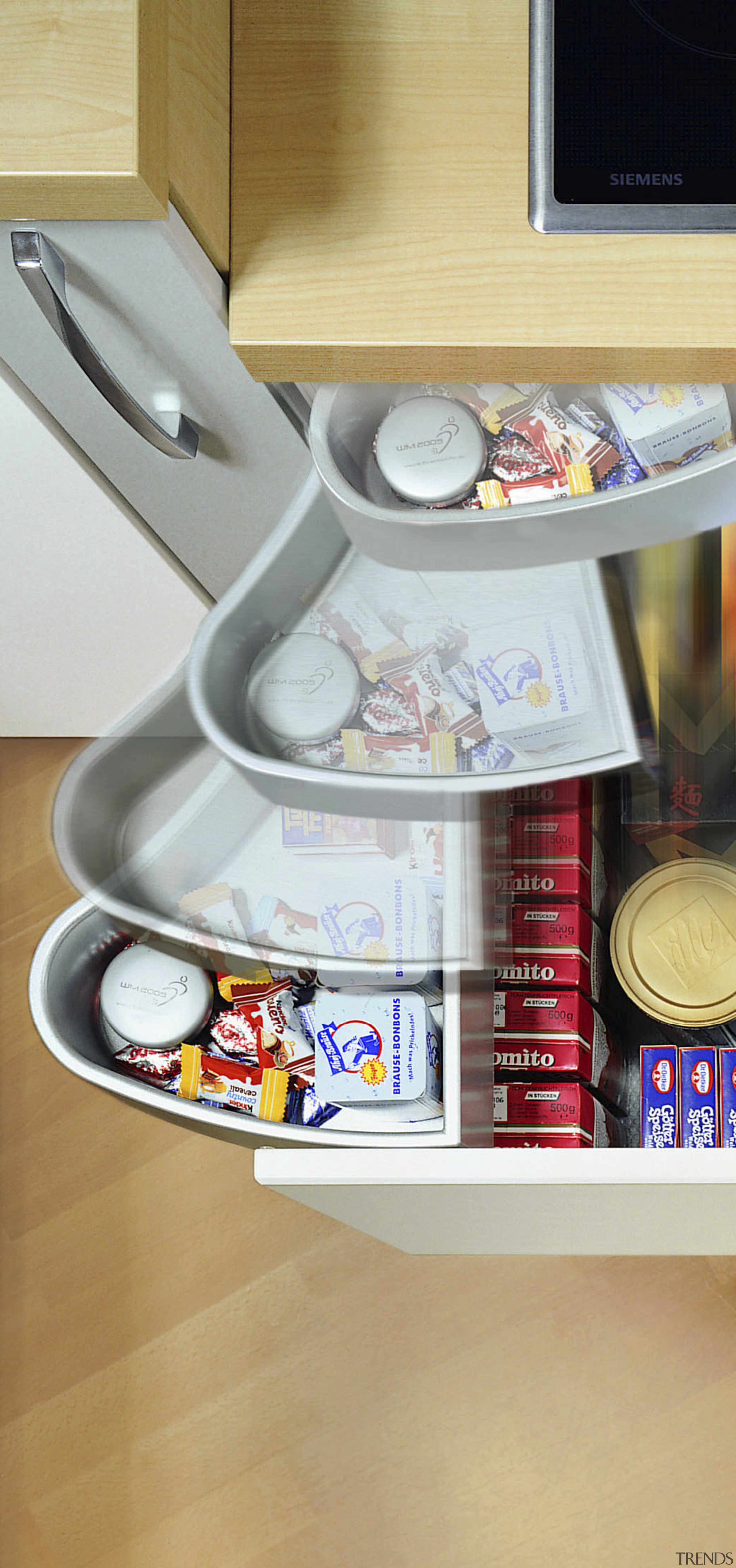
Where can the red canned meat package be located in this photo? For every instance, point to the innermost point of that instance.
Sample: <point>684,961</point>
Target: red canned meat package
<point>550,944</point>
<point>550,1117</point>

▶ Aim
Rewrite all the lines of the rows above, including the requests. Scale each point coordinate in the answers by 0.35 and round it to a whole number, with halves rounded up. Keep the numbers in the requests and their samples unchanged, and leave the pictures out.

▶ Answer
Where can the red canned meat package be located in this photo? For every instance, point to the innermost point of that instance.
Sample: <point>684,961</point>
Target: red canned meat package
<point>193,330</point>
<point>193,391</point>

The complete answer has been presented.